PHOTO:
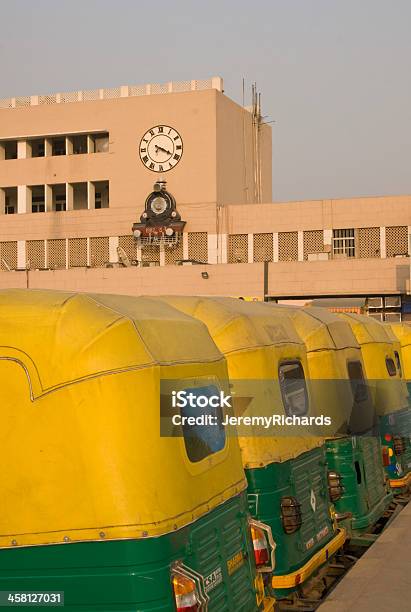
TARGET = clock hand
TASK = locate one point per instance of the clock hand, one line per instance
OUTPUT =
* * *
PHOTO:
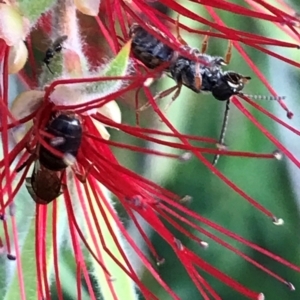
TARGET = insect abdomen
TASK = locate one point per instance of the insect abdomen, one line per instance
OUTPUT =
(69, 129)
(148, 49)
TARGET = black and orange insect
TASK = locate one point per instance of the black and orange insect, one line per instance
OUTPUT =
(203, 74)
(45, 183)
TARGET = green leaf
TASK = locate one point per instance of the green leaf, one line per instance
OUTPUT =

* THE TASK
Find each row of the material above that contains the string "line", and copy those rows in full. The match is case-sensitive.

* WRITTEN REPLY
TASK = locate one point per instance of the clock hand, one line per instance
TASK = locate one point per instance of the insect abdomen, one line per instance
TASK = locate one point per instance of the black and orange insect, one line per instance
TASK = locate one point per instance of the green leaf, one line per instance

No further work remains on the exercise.